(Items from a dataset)
#####
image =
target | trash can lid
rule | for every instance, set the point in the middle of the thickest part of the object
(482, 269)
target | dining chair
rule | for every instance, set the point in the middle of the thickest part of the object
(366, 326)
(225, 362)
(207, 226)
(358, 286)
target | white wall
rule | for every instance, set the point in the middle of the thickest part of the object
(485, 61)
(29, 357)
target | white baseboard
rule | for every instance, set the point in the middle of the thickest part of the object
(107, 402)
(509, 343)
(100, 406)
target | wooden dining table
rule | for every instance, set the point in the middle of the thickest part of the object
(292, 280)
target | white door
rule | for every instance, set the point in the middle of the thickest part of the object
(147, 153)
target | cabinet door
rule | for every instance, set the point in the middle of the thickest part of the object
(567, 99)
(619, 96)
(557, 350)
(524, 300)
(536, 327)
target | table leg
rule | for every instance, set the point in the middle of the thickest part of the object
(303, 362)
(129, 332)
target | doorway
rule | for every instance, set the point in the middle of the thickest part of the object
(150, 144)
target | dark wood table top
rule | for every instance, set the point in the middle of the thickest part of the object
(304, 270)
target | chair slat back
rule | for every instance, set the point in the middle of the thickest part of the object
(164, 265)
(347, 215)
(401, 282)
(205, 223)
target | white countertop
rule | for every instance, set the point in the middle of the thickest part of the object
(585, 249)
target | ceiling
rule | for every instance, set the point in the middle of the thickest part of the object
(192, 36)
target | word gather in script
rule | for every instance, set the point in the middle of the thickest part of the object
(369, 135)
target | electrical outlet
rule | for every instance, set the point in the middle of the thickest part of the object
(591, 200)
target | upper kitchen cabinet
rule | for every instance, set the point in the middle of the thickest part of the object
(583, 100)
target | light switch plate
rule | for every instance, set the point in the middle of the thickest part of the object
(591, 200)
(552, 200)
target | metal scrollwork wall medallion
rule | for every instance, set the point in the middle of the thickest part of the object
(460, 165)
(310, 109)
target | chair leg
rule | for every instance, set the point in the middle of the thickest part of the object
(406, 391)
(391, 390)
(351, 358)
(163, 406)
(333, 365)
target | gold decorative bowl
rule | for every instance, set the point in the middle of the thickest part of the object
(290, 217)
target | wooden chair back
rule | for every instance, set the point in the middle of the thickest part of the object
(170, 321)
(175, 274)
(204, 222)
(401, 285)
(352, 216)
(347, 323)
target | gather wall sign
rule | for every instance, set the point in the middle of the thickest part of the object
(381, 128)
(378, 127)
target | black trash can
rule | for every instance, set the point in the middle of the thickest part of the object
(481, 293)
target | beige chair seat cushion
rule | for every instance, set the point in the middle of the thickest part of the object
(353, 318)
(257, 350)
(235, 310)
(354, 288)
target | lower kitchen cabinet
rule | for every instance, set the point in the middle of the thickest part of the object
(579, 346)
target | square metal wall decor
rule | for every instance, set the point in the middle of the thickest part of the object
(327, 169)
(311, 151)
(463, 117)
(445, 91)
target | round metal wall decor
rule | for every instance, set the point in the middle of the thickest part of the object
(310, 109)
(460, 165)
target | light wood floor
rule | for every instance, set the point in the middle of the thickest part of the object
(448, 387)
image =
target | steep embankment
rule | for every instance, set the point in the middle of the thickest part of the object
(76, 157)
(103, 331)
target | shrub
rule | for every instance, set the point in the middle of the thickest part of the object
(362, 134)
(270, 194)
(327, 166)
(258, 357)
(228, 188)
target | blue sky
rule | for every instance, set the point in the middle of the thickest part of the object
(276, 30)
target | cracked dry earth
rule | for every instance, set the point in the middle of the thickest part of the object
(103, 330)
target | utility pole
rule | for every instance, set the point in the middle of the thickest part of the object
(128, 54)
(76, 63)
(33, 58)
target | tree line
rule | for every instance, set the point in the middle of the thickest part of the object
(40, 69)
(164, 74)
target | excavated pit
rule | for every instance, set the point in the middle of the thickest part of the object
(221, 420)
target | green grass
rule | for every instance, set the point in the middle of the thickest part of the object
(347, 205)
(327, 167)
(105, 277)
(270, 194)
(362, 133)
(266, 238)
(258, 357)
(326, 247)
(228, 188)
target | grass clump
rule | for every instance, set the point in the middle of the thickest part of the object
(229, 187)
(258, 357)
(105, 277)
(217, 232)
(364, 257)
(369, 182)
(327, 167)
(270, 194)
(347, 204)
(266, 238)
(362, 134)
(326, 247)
#####
What the task requires:
Emit the full listing verbatim.

Reply to the exercise:
image =
target | trash can lid
rule | for every instance, set the point in the middle of the thickest part of the object
(482, 269)
target | dining chair
rule | for every instance, set the point in the middle of the thickest part of the object
(366, 326)
(225, 362)
(207, 226)
(358, 286)
target | white wall
rule | for every instance, set the point in the middle of the thickest part of the object
(485, 61)
(29, 357)
target | white baseboard
rule | for every instance, set the point in the middle of the thickest part of the object
(107, 402)
(509, 343)
(100, 406)
target | wooden dining table
rule | for every instance, set the point in the middle of the thickest part of the object
(292, 280)
target | white door
rule | for every instance, set the point in the middle of the thickest part of the object
(147, 153)
target | cabinet door
rule | for every instance, set the point in the middle of the thickest part of the object
(567, 99)
(619, 96)
(557, 350)
(524, 300)
(536, 327)
target | table leg
rule | for every instance, set the point in the middle of the thickest part of the object
(303, 362)
(129, 332)
target | doorway
rule | for every instance, set the point in the middle of the thickest part of the object
(150, 144)
target | dark wood table top
rule | for every instance, set the point in the middle of the thickest part of the object
(304, 270)
target | chair slat back
rule | for every instance, set the point in the middle of the thickest part of the object
(164, 265)
(347, 215)
(401, 282)
(205, 223)
target | white countertop
rule | for every instance, set the point in the middle of the thickest part of the object
(585, 249)
target | ceiling
rule | for every instance, set the point in the middle of the thickest part of the object
(192, 36)
target | word gather in script
rule | for every instance, set the point in the middle of the thickest part of the object
(369, 135)
target | electrical outlet
rule | for every instance, set the point in the middle of the thickest part of the object
(591, 200)
target | upper kitchen cabinet
rule | for every instance, set the point in the middle of the thickest part of the object
(583, 100)
target | light switch plate
rule | for every instance, set the point in the middle of the thickest part of the object
(591, 200)
(552, 200)
target | metal scrollwork wall medallion
rule | for every instance, set the point in the middle of the thickest part of the object
(460, 165)
(310, 109)
target | chair leg
rule | for every instance, set the point in the middle of the thickest part of the object
(406, 391)
(391, 390)
(351, 358)
(163, 406)
(333, 365)
target | gold decorative bowl
rule | for every instance, set the point in the middle of the thickest part of the object
(290, 217)
target | wooden chair back
rule | for every instance, set the point in the middle of the thickest part of the object
(170, 321)
(175, 274)
(204, 222)
(401, 285)
(352, 216)
(347, 323)
target | gather wall sign
rule | for every instance, set the point in the middle of the thickest part of the object
(381, 128)
(378, 127)
target | black trash can
rule | for every instance, set the point in the middle of the thickest part of the object
(481, 293)
target | beige chair seat cushion
rule | for every instance, set the point in the middle of the thickest part of the object
(353, 318)
(257, 350)
(235, 310)
(354, 288)
target | lower kitchen cabinet
rule | for every instance, set the point in the middle of the thickest part of the object
(579, 346)
target | square metal wall decor
rule | for every instance, set the point in the middle of the thickest part of the object
(327, 169)
(311, 151)
(463, 117)
(445, 91)
target | round metal wall decor
rule | for every instance, set the point in the middle of the thickest part of the object
(310, 109)
(460, 165)
target | light wood floor
rule | for every instance, set the point in the middle of the thickest part of the object
(448, 387)
image =
target | steep embankment
rule | for every instance, set the point in the middle of the thickest part of the object
(76, 157)
(103, 331)
target | shrub
rule | for every instance, set the point in the middle of the thickest part of the object
(362, 134)
(270, 194)
(327, 166)
(258, 357)
(228, 188)
target | blue sky
rule | for every instance, set the point in the middle of the thickest part of the object
(276, 30)
target | cracked dry earth
rule | for every instance, set the point in the middle of the thickest part of the object
(103, 330)
target | utility pole
rule | for every instance, set the point in the middle of the thickest part of the object
(128, 54)
(76, 63)
(33, 58)
target | tree line
rule | for every instance, set the point in the middle of the thickest part of the object
(40, 69)
(164, 74)
target | excavated pit
rule | for every instance, set the point in the middle of the thickest part of the object
(221, 420)
target | green grass
rule | for every instance, set the point in the middle of the thickest part of the object
(347, 205)
(327, 167)
(105, 277)
(270, 194)
(362, 133)
(266, 238)
(258, 357)
(326, 247)
(228, 188)
target | grass clump
rule | for every instance, set the point in the middle of the thickest part of the object
(229, 187)
(258, 357)
(105, 277)
(217, 232)
(364, 257)
(369, 182)
(327, 167)
(270, 194)
(347, 204)
(266, 238)
(362, 134)
(326, 247)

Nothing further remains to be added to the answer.